Look through the records below for the line with "Wildlife-survey tagging: tag each instance of the rocky" and the line with "Wildlife-survey tagging: tag each instance of the green bush", then return those lines and all lines between, exactly.

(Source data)
::::::::::

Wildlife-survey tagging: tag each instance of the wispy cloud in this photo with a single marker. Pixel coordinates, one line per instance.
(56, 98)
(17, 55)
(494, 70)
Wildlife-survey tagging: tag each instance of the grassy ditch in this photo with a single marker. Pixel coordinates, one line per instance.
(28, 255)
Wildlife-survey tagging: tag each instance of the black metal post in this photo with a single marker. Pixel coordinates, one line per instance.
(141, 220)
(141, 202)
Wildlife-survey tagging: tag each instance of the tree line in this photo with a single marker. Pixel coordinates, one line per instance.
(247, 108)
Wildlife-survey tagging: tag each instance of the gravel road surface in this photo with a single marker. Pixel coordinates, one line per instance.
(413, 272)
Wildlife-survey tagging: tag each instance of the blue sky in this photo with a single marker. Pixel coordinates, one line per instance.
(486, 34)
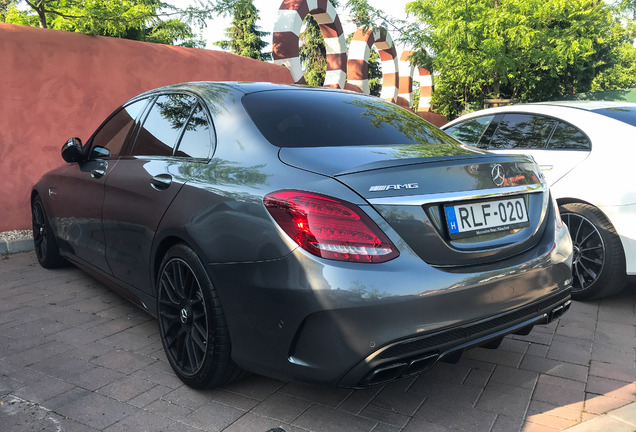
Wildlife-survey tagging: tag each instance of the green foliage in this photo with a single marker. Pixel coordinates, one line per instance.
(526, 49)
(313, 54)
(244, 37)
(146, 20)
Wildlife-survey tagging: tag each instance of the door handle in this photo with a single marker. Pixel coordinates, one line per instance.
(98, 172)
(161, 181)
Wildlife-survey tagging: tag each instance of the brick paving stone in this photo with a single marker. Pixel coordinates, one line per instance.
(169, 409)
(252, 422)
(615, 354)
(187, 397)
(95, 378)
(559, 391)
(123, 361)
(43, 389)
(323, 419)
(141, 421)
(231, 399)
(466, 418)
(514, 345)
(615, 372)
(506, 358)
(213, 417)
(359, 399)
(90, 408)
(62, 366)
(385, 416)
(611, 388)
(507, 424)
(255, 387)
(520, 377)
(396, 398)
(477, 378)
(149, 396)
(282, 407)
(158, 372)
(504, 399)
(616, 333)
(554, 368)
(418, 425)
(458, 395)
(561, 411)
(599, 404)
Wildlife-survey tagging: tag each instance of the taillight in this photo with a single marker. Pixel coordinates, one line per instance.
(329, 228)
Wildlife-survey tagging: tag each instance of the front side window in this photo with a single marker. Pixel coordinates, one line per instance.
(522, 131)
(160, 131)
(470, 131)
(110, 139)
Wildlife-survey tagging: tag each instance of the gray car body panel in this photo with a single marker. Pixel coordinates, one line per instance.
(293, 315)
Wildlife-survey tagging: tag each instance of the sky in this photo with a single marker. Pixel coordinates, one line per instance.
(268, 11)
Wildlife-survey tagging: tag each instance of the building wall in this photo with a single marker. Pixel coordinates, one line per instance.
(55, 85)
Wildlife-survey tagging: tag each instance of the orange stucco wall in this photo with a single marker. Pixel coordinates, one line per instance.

::::::::::

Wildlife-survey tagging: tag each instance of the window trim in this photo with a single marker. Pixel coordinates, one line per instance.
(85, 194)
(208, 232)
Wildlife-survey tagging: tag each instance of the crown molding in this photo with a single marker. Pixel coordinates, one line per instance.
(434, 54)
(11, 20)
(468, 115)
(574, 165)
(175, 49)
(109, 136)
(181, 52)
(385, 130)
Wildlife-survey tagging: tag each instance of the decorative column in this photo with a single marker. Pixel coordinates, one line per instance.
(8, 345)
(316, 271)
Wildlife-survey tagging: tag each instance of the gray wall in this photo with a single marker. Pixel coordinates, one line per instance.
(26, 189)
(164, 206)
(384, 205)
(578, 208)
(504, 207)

::::::::::

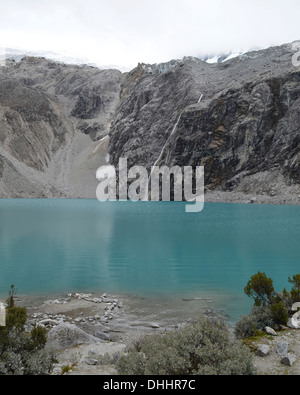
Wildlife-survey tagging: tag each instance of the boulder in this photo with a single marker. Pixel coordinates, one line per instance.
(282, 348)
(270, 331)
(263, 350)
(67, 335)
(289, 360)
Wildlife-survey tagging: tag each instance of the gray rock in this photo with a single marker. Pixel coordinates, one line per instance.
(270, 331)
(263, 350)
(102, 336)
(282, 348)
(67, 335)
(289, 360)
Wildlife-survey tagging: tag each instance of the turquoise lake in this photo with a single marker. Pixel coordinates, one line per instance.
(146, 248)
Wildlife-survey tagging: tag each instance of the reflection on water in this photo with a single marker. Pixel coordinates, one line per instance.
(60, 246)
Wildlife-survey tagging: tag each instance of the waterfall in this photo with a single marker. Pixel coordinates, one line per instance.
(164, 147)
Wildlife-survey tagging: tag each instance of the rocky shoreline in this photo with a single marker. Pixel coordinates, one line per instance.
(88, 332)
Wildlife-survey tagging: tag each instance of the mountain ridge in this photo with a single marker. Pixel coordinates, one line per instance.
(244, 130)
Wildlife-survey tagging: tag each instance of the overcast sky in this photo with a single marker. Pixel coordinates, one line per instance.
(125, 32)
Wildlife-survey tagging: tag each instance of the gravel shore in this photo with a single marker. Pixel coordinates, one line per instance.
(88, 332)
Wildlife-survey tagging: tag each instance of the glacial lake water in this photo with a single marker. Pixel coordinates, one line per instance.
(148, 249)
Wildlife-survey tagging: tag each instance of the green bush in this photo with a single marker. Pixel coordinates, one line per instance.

::::::::::

> Output below
Wildlife-survey tagging: tag each instance of the rocky shoreline in this photo with a single marker. Pixel coordinates, one line per instance.
(88, 332)
Wildlife-survey tagging: tag each instance of the mountain ridge in this photo with a single marker. Pixel coordinates, one line per instance.
(244, 130)
Wildlife-survey tagging: tag each instance of the overcast sky in this photo with a single marker. Pixel coordinates, one line per instance.
(125, 32)
Wildlife-survey tagging: tag each instance of the gravel shore in this photo with a single marker. Pixel coordinates, one line per instance.
(88, 332)
Wildlife-survey tagging: tag each instance of the glacial lake water in this photo with a single marker. Pixel coordinates, one line per instance.
(148, 249)
Wildlife-survey tagging: tag each instance of the green bush in this photo with a single marker. Pixel coordinates, one line per instance.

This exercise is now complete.